#### [Exercise directions]
Copy the data starting with the line that contains "Run detection on bush" and going on through the line that contains "[[226, 124, 241, 138]]", swapping "Run detection on" for "Locate" and leaving everything else unchanged.

******************************

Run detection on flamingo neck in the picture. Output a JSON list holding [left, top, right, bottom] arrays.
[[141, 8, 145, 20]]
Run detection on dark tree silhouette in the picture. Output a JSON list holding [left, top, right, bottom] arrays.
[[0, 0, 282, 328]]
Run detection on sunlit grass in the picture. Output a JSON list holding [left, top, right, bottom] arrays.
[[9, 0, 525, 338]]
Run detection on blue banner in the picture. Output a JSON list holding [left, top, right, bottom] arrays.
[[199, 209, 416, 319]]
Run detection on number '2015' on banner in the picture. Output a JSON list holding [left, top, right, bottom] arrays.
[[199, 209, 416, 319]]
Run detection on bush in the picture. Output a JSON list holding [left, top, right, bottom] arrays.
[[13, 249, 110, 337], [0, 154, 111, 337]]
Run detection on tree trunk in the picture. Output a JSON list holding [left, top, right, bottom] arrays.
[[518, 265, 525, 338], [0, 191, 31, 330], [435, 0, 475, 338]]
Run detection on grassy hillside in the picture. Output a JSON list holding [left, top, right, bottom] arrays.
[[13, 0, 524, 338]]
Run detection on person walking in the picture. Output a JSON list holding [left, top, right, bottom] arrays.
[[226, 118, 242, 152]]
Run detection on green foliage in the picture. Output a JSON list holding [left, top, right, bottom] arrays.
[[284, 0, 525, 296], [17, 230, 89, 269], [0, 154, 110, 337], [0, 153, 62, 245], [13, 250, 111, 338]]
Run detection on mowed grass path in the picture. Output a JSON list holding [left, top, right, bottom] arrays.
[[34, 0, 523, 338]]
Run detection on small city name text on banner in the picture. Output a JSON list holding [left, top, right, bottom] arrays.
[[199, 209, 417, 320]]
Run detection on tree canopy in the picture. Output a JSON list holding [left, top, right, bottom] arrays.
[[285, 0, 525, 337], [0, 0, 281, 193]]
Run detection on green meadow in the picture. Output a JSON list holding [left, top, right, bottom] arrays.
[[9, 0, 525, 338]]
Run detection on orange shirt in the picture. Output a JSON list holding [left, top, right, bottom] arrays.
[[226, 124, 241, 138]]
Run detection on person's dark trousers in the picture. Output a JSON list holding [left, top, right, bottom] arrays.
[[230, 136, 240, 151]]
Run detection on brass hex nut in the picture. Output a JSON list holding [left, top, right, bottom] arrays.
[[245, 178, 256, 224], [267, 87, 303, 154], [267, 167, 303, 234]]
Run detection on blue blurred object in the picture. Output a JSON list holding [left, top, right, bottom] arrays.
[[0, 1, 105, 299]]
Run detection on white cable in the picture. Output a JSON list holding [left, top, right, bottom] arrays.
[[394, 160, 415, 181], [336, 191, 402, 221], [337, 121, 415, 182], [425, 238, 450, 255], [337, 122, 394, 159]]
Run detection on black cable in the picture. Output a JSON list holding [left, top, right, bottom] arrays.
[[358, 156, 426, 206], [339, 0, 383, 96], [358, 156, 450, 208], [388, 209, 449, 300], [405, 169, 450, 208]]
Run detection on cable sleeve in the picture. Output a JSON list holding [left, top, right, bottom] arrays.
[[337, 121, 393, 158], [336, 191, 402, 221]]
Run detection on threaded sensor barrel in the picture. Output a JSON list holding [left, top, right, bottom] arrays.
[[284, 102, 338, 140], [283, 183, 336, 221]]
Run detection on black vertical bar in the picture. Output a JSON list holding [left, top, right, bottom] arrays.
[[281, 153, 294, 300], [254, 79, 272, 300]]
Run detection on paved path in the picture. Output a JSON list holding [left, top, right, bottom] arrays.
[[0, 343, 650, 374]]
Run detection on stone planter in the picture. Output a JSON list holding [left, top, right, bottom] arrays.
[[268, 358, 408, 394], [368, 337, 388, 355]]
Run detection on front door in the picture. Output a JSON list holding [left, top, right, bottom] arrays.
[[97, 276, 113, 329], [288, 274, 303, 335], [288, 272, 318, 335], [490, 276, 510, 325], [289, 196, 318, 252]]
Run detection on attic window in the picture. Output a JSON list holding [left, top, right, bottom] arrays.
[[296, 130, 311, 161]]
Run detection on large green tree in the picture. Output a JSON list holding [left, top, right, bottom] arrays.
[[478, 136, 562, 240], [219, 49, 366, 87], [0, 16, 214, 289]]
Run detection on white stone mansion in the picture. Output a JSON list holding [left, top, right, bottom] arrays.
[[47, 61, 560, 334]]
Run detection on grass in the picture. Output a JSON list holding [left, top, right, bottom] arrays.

******************************

#### [Result below]
Locate bush in the picture. Output a JSON list holding [left, top, right, bottom] arrays.
[[13, 249, 110, 337], [0, 154, 111, 337]]
Locate tree trunk in the picture. Output a JSON list holding [left, top, right, bottom] arrays.
[[518, 265, 525, 338], [0, 191, 31, 330], [435, 0, 475, 338]]
Locate grassy hillside in the picture. Output a JSON list holding [left, top, right, bottom] arrays.
[[13, 0, 524, 338]]
Locate person walking in the picture. Output a JSON list holding [left, top, right, bottom] arrays.
[[226, 118, 242, 152]]
Locate green foliage in the picture. Output a JSON list holding [left, top, right, bottom] arrays.
[[284, 0, 525, 296], [17, 230, 89, 269], [0, 154, 110, 337], [0, 153, 62, 245], [13, 250, 111, 338]]
Locate mowed grass path in the picture. Output a JSON list holding [left, top, right, bottom] arrays.
[[34, 0, 523, 338]]
Locate small city name text on banner in the picture. Output a JSON list holding [left, top, right, bottom] arrays.
[[199, 209, 417, 320]]
Locate tree canopy in the picture. Output a JSON list holding [left, top, right, bottom] arrays.
[[285, 0, 525, 337], [0, 0, 281, 193]]
Locate green meadow in the picture. Output a JSON list holding [left, top, right, bottom] arrays.
[[9, 0, 525, 338]]
Locate orange shirt in the picture. Output a JSON list holding [left, top, right, bottom] arrays.
[[226, 124, 241, 138]]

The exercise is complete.